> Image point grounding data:
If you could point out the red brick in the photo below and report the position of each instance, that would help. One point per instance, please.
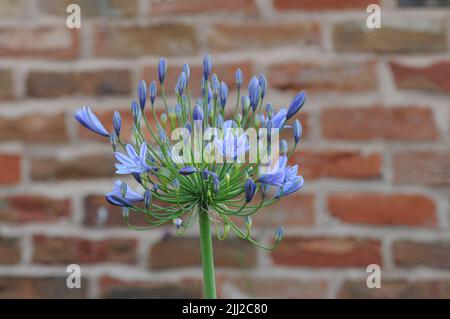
(10, 169)
(49, 42)
(383, 209)
(33, 208)
(224, 70)
(9, 251)
(422, 254)
(269, 287)
(181, 289)
(422, 167)
(6, 85)
(182, 7)
(34, 128)
(66, 250)
(337, 164)
(401, 123)
(255, 35)
(431, 78)
(82, 167)
(397, 289)
(47, 84)
(327, 252)
(320, 5)
(132, 41)
(108, 8)
(318, 77)
(400, 36)
(227, 253)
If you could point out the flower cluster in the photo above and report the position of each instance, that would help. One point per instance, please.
(179, 183)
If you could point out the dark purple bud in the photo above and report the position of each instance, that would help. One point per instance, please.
(296, 104)
(250, 189)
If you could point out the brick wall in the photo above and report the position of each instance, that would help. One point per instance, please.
(376, 154)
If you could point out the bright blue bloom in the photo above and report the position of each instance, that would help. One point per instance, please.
(187, 170)
(275, 176)
(89, 120)
(186, 70)
(142, 93)
(117, 122)
(207, 66)
(296, 104)
(239, 78)
(250, 190)
(153, 90)
(254, 92)
(162, 70)
(223, 94)
(262, 84)
(297, 131)
(118, 199)
(133, 163)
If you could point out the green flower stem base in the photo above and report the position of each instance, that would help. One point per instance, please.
(209, 281)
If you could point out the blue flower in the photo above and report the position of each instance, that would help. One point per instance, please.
(296, 104)
(207, 66)
(276, 174)
(142, 93)
(133, 163)
(250, 190)
(162, 70)
(125, 200)
(117, 122)
(89, 120)
(223, 94)
(153, 90)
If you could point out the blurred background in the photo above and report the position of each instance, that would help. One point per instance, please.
(375, 153)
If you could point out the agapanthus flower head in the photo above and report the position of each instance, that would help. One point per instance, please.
(89, 120)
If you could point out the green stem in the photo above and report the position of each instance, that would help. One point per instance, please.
(209, 282)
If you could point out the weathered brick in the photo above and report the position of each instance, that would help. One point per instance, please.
(431, 78)
(32, 208)
(227, 253)
(320, 5)
(12, 8)
(332, 76)
(422, 167)
(224, 37)
(338, 164)
(108, 8)
(6, 85)
(25, 287)
(399, 36)
(66, 250)
(181, 289)
(383, 209)
(397, 289)
(10, 169)
(327, 252)
(224, 70)
(295, 210)
(268, 287)
(34, 128)
(88, 166)
(49, 42)
(400, 123)
(182, 7)
(422, 254)
(97, 83)
(162, 39)
(9, 251)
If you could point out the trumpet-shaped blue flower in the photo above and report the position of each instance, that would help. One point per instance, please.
(89, 120)
(132, 163)
(125, 200)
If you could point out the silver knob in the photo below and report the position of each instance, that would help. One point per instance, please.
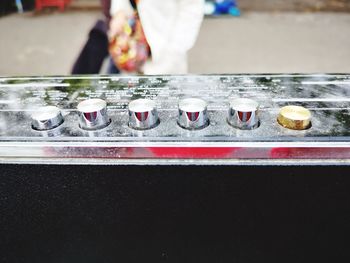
(243, 114)
(193, 114)
(143, 114)
(93, 114)
(47, 118)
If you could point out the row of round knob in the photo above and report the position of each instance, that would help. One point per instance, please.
(192, 114)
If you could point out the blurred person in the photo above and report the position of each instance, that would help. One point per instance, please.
(95, 49)
(170, 27)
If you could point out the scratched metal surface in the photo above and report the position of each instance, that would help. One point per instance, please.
(326, 96)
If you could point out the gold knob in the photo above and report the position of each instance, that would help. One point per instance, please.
(294, 117)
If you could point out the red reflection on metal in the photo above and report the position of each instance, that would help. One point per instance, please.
(192, 152)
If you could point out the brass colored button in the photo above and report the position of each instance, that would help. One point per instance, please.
(294, 117)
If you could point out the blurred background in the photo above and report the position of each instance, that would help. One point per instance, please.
(244, 36)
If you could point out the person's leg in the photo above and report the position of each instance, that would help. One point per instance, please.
(112, 69)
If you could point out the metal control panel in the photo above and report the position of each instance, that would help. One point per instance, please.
(195, 119)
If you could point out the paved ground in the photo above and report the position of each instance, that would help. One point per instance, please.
(255, 42)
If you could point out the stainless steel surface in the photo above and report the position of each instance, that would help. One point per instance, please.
(193, 114)
(326, 96)
(46, 118)
(143, 114)
(243, 114)
(93, 114)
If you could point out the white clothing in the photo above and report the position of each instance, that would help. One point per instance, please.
(171, 28)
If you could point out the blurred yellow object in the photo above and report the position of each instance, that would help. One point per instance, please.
(294, 117)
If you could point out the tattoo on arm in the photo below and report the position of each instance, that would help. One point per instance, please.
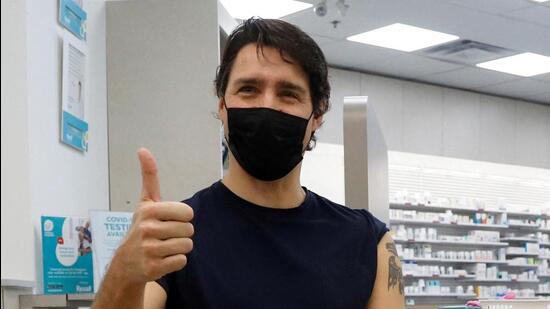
(395, 276)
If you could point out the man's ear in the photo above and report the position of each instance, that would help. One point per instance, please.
(317, 122)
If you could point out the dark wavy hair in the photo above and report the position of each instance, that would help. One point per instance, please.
(291, 42)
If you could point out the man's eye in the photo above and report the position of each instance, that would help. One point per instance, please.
(247, 89)
(290, 94)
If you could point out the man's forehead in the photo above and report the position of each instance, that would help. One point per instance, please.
(266, 63)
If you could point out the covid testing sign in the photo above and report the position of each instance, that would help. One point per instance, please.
(109, 230)
(67, 255)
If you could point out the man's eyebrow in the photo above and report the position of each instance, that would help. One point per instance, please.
(248, 81)
(291, 86)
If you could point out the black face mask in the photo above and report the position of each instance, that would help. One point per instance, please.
(267, 143)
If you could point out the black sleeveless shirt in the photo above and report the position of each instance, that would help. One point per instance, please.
(317, 255)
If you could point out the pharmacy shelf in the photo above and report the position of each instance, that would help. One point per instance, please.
(450, 225)
(433, 260)
(522, 265)
(523, 214)
(464, 295)
(438, 276)
(440, 208)
(519, 239)
(522, 254)
(523, 226)
(452, 243)
(486, 280)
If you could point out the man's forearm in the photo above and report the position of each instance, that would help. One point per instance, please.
(116, 292)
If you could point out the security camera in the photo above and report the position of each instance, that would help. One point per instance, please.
(320, 9)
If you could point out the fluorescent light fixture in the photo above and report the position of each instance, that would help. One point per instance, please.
(402, 37)
(244, 9)
(526, 64)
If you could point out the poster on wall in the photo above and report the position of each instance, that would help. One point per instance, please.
(67, 255)
(73, 17)
(109, 230)
(74, 128)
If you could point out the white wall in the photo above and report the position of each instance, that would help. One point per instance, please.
(441, 121)
(17, 261)
(162, 59)
(64, 181)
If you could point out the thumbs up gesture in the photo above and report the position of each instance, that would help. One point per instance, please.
(159, 238)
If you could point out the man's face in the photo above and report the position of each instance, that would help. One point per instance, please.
(266, 80)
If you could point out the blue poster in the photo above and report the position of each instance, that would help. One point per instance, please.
(73, 17)
(67, 255)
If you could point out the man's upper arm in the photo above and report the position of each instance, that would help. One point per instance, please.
(388, 286)
(154, 296)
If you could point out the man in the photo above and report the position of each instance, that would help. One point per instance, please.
(260, 240)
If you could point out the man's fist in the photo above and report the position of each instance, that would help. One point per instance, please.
(161, 232)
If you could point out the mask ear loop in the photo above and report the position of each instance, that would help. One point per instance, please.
(225, 137)
(312, 133)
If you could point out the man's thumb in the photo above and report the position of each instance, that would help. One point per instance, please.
(150, 181)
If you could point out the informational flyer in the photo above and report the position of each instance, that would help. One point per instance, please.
(67, 255)
(73, 17)
(74, 128)
(109, 230)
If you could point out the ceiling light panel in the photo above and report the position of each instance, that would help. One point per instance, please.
(244, 9)
(403, 37)
(526, 64)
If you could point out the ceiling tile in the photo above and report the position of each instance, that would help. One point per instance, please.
(518, 88)
(543, 77)
(541, 97)
(349, 54)
(492, 6)
(534, 14)
(468, 78)
(321, 40)
(408, 66)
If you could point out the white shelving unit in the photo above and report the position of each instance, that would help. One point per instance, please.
(521, 230)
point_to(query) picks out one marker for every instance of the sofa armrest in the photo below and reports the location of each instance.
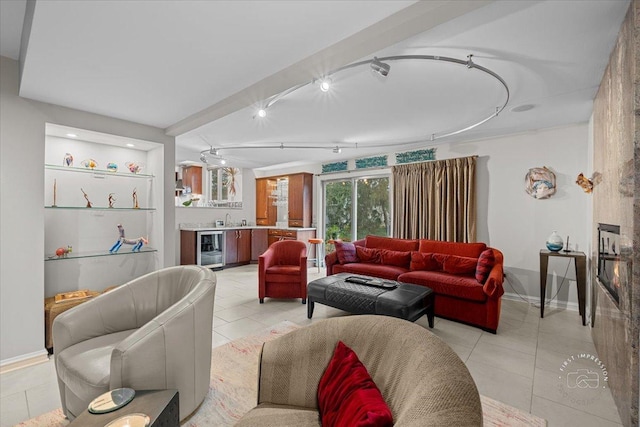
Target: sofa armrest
(493, 285)
(105, 314)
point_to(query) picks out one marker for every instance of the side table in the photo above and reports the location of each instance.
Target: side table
(162, 407)
(53, 309)
(580, 261)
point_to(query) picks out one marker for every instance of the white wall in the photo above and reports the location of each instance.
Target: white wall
(517, 224)
(22, 137)
(514, 222)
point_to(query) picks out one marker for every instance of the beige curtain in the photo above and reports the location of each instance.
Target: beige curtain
(435, 200)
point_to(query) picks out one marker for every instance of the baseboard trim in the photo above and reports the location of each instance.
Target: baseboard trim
(23, 361)
(573, 306)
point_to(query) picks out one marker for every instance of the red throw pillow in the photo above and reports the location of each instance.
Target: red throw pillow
(347, 396)
(486, 261)
(369, 255)
(397, 258)
(459, 264)
(346, 252)
(424, 261)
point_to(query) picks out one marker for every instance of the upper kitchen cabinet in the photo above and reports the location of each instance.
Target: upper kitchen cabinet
(286, 198)
(265, 208)
(192, 177)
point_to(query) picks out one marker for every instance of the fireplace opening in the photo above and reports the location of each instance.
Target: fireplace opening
(609, 259)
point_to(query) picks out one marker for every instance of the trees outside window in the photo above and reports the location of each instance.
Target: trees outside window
(357, 207)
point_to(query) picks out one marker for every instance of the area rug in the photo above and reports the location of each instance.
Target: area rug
(233, 389)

> PROBLEM TO WORK ON: Print nothing but the lines from the line with "of the trees" to the last line of the records above. Both of those lines count.

> REPLY TO THE TASK:
point_to(query) picks out one marker for every instance of the trees outside window in the photo above and reports the location of each instance.
Target: trees outside window
(357, 207)
point_to(query) picks out one marker for every instance of the area rug in the photo above and reports the location of each instance.
Target: area rug
(233, 389)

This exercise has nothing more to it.